• _YOUR GOAL_: Rewrite the data below, swapping every "pine tree" for "oak tree" and keeping everything else the same. Leave the pictures out of your answer.
··· STORED RECORDS ···
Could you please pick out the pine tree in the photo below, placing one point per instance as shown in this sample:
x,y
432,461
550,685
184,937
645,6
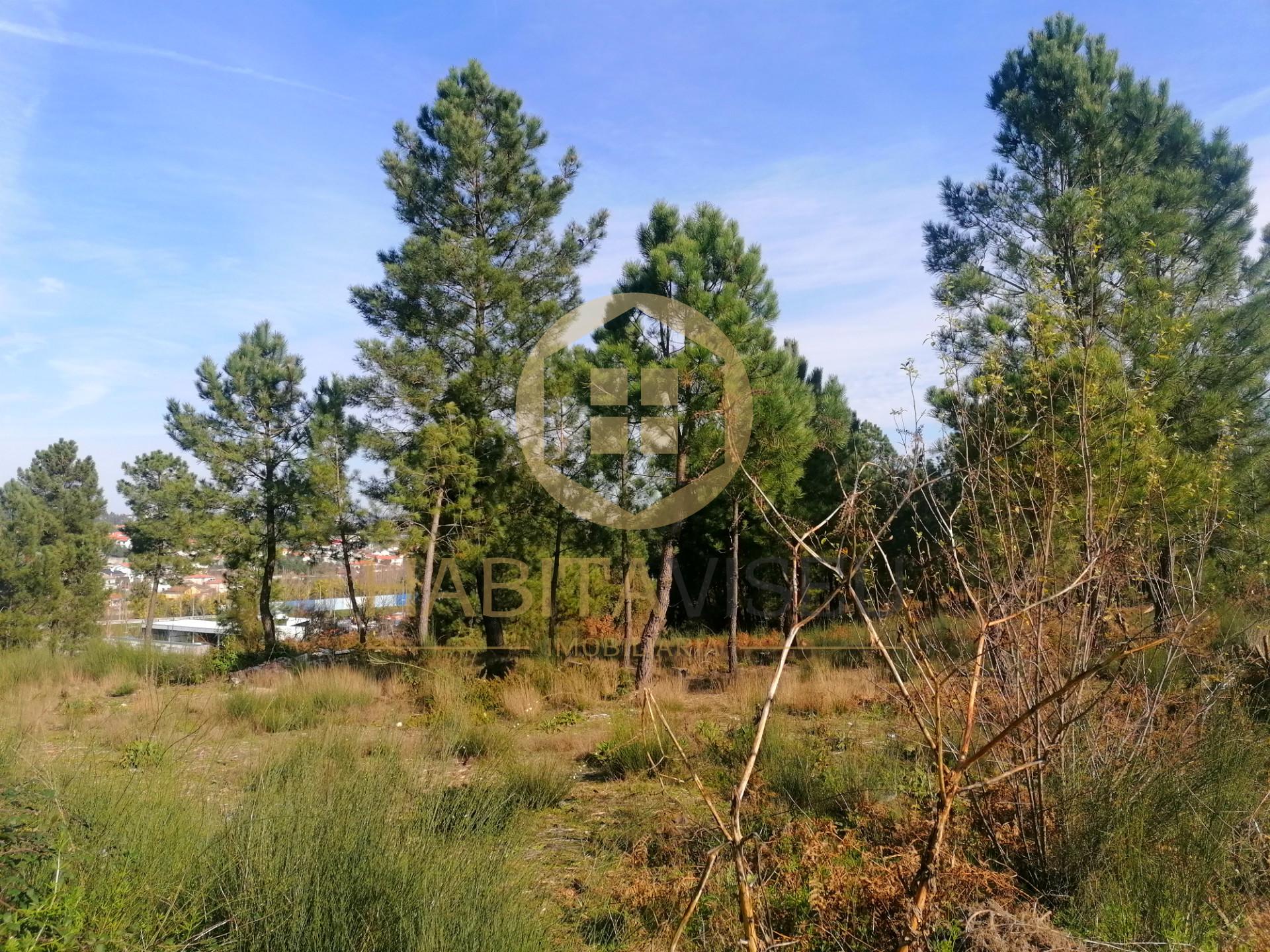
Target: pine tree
···
• _RIGHT ANSWER_:
Could you please pick out the oak tree in the photo below, placing one point per instance as shown in this sample:
x,y
432,461
550,685
184,937
645,6
Target: oak tree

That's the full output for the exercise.